Task to complete:
Show each line in the listing below that contains the word "fence".
***** Exercise inputs
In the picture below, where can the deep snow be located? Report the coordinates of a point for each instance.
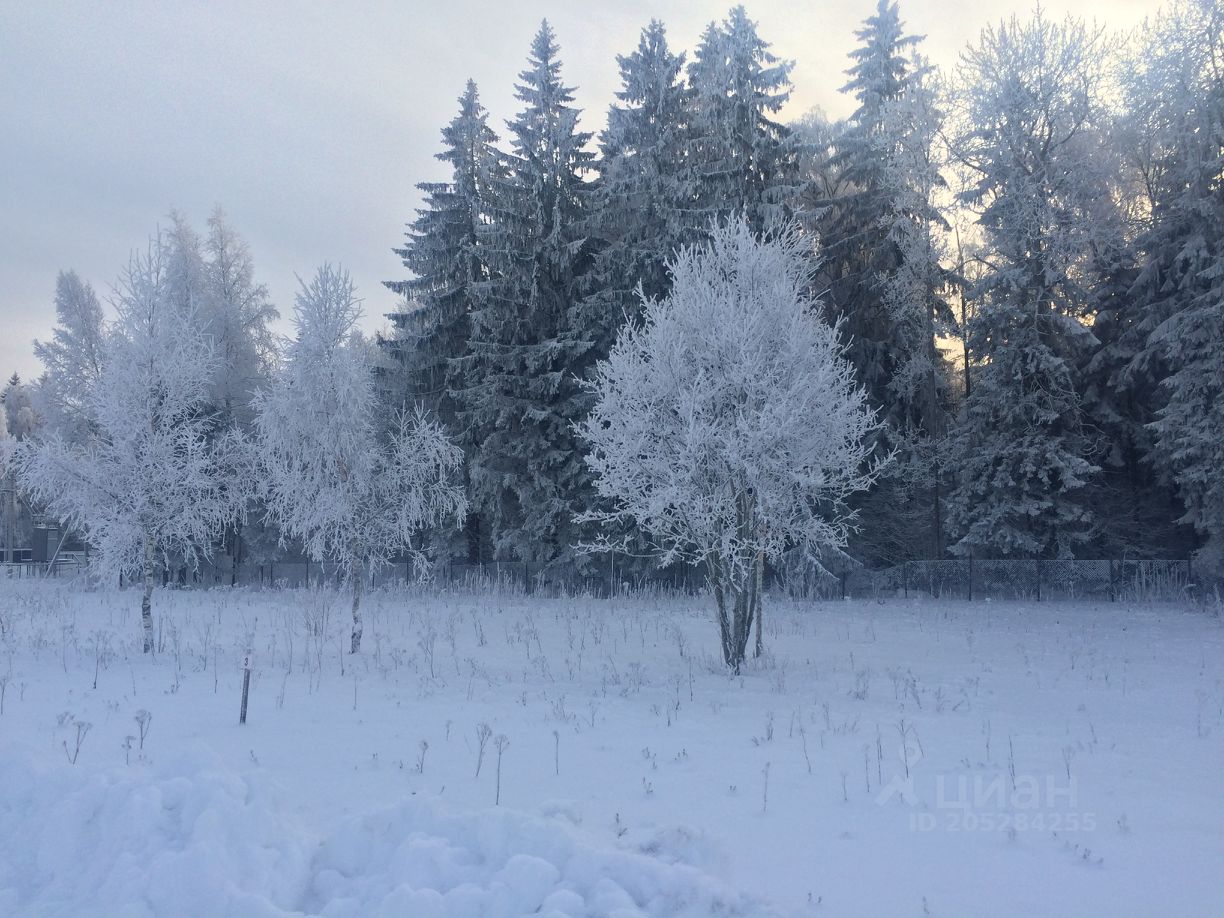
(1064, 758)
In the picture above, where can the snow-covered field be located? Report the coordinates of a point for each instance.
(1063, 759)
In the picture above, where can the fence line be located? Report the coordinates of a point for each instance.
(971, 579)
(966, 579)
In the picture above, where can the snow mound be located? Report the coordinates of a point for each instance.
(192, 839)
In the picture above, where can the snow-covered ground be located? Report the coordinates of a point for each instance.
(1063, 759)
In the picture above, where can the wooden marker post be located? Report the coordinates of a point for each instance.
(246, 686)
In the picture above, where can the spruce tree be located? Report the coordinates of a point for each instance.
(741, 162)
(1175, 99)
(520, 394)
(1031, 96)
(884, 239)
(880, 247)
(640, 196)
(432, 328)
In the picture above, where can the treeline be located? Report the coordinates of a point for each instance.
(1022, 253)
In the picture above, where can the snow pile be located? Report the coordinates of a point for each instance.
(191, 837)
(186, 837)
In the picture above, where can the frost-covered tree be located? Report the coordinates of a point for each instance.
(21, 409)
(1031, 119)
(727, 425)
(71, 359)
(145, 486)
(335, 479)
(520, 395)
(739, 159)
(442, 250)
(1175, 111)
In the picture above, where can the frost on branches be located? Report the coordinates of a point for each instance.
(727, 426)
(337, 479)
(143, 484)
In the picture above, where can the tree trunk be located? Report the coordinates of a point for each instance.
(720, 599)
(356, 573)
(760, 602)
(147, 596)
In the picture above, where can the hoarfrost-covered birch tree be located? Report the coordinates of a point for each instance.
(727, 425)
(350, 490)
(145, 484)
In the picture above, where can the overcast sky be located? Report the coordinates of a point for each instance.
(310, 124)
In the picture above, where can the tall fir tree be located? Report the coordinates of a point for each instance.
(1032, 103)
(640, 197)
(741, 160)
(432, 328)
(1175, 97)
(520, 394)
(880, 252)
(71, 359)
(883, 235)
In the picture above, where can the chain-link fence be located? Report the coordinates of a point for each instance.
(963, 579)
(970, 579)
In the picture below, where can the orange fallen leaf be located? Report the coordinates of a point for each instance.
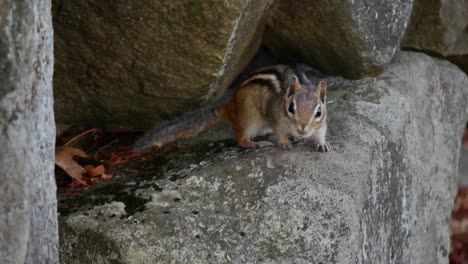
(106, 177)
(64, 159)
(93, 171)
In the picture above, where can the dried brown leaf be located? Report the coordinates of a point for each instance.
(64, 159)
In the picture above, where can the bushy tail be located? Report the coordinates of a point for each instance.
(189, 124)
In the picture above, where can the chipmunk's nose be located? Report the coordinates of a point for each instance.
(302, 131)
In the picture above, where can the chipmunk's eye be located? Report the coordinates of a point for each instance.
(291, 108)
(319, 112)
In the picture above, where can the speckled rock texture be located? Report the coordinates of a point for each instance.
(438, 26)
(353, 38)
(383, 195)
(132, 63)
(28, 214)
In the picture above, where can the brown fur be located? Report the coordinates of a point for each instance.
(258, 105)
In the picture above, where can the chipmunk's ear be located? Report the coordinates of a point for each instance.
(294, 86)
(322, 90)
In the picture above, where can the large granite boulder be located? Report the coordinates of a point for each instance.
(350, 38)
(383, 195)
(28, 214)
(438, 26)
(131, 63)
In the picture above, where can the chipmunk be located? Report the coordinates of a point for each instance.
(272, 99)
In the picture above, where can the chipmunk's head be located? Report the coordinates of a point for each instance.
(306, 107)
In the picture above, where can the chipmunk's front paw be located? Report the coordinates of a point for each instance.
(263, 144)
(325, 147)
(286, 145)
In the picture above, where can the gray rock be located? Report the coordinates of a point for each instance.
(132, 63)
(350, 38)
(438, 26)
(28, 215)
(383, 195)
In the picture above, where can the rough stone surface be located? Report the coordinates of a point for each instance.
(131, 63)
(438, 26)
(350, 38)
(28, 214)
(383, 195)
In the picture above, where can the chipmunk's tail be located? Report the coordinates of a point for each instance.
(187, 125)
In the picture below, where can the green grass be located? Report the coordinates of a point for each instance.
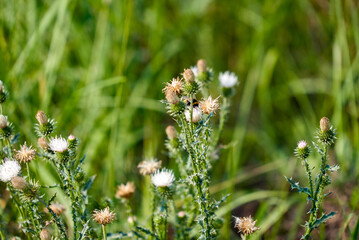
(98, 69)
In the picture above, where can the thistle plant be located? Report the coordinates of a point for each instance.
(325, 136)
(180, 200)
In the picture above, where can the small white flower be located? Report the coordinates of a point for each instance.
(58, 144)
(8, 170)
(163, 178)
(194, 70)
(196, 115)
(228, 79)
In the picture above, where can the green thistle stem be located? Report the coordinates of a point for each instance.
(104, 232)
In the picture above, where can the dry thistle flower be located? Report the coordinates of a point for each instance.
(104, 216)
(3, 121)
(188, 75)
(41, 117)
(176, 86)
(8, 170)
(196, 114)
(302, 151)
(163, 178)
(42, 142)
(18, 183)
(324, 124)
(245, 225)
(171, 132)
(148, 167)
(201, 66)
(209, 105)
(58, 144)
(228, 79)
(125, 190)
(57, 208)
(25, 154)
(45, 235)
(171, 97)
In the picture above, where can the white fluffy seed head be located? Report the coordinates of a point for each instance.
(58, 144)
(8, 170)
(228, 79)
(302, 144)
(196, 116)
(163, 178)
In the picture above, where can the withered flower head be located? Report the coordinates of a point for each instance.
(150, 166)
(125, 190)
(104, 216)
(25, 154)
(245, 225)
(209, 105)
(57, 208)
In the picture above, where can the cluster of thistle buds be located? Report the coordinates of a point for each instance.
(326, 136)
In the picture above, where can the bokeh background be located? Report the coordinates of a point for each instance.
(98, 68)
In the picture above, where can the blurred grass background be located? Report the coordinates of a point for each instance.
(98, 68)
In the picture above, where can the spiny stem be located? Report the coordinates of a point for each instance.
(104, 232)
**********
***** Exercise inputs
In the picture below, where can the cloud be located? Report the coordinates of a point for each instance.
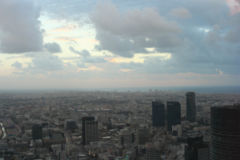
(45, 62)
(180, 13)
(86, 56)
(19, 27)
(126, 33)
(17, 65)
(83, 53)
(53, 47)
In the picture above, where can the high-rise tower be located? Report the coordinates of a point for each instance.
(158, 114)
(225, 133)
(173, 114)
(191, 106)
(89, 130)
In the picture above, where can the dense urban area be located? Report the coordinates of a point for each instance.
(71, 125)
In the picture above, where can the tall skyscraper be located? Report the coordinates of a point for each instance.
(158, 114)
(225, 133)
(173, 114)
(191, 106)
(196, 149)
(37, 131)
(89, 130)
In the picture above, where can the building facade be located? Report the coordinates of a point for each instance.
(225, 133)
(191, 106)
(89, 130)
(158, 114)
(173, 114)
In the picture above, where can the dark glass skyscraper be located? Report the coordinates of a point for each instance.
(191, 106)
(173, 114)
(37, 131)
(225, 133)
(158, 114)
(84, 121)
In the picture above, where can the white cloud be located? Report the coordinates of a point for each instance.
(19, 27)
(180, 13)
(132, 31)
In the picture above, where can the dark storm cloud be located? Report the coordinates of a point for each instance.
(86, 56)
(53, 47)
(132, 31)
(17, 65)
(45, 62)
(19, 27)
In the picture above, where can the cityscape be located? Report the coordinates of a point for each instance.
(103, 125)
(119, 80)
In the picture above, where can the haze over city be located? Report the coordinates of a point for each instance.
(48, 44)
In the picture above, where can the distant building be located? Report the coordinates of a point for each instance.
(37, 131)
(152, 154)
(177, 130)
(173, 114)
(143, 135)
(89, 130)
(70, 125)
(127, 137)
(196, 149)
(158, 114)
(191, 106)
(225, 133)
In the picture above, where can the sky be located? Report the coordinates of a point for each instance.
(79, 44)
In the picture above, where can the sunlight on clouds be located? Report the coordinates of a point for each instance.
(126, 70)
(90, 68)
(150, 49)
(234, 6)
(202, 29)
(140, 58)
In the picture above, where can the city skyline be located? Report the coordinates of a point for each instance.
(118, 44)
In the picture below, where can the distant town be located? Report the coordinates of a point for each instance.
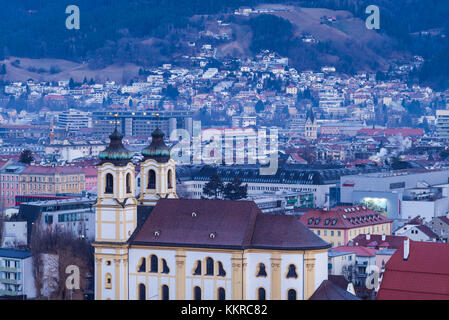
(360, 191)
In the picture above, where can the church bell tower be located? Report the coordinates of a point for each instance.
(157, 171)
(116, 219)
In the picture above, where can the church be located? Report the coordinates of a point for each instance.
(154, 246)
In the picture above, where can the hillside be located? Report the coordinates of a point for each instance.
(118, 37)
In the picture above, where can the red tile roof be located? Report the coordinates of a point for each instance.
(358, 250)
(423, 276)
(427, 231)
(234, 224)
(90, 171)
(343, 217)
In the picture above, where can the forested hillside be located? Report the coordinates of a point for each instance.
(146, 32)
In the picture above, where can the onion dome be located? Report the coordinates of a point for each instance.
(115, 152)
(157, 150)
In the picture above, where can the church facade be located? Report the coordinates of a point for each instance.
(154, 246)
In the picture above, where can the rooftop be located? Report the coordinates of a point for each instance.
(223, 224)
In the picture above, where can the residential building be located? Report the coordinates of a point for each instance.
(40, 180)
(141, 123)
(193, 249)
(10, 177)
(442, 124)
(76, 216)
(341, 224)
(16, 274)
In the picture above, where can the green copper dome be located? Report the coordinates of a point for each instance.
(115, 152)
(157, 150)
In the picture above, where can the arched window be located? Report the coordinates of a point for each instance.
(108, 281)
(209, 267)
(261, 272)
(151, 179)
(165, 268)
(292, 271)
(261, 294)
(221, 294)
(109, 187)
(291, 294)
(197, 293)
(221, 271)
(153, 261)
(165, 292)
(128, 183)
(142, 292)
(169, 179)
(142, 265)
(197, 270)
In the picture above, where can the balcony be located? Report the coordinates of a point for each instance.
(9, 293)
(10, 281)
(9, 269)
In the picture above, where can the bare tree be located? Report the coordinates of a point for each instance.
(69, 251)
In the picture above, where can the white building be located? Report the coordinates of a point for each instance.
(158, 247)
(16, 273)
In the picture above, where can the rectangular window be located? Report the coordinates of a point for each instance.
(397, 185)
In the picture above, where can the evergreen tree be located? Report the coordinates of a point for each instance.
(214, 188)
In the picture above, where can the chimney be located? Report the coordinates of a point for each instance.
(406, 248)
**********
Complete output:
In the picture above, where can the fence line be located? Report the coordinates of a point for each instance.
In the picture above, where can the chain-link fence be located? Report the coordinates of a point for each instance.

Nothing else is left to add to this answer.